* Work instructions
Repeat each entry word for word. Leave any images out of the copy.

*** Input data Section Begins ***

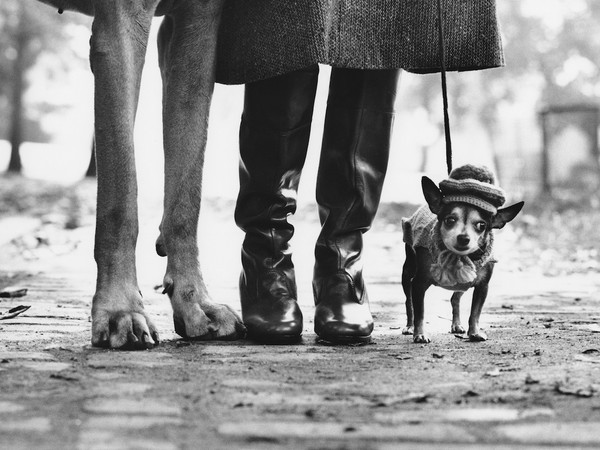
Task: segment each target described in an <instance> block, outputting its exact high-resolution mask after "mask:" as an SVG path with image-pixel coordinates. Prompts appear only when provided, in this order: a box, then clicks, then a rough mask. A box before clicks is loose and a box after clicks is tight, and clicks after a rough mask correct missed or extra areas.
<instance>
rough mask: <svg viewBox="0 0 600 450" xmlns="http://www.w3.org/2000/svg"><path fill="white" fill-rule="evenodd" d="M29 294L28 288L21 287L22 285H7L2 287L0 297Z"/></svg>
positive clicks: (25, 295) (13, 296)
mask: <svg viewBox="0 0 600 450" xmlns="http://www.w3.org/2000/svg"><path fill="white" fill-rule="evenodd" d="M26 295H27V288H20V287H14V286H11V287H7V288H4V289H2V291H0V297H1V298H18V297H25V296H26Z"/></svg>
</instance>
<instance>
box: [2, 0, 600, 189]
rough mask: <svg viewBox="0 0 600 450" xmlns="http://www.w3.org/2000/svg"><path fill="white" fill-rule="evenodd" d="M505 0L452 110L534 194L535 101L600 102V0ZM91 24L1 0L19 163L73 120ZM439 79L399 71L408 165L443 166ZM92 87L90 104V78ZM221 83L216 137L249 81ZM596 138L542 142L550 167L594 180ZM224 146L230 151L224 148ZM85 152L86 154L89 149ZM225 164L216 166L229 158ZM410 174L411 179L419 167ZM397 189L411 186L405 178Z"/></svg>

*** Input data Section Ends ***

* Output for this task
Task: segment each target described in an <instance> block, outputting its exact high-resolution mask after "mask:" as an SVG path with image-pixel coordinates. Prompts appear only when provided, in this order: a box, then clicks, then a rough mask. A box before clicks is loose and a box after clicks is tight, and clicks after a rough mask correct missed or extra areas.
<instance>
rough mask: <svg viewBox="0 0 600 450" xmlns="http://www.w3.org/2000/svg"><path fill="white" fill-rule="evenodd" d="M29 294L28 288L21 287L22 285H7L2 287L0 297Z"/></svg>
positive clicks: (25, 295) (13, 296)
mask: <svg viewBox="0 0 600 450" xmlns="http://www.w3.org/2000/svg"><path fill="white" fill-rule="evenodd" d="M26 295H27V288H20V287H14V286H11V287H7V288H4V289H2V291H0V297H1V298H18V297H25V296H26Z"/></svg>
</instance>
<instance>
box: [2, 0, 600, 189]
rough mask: <svg viewBox="0 0 600 450" xmlns="http://www.w3.org/2000/svg"><path fill="white" fill-rule="evenodd" d="M505 0L452 110L534 194L535 101L600 102V0ZM91 24L1 0L19 163L73 120ZM439 79L399 71L408 165L443 166ZM92 87L90 104V78ZM221 83L216 137L249 81ZM596 138L542 142L550 167L594 180ZM224 146L230 151L224 148ZM85 152L86 154L89 149ZM225 164L216 166L229 158ZM410 174L411 179L419 167ZM397 189L411 186L405 178Z"/></svg>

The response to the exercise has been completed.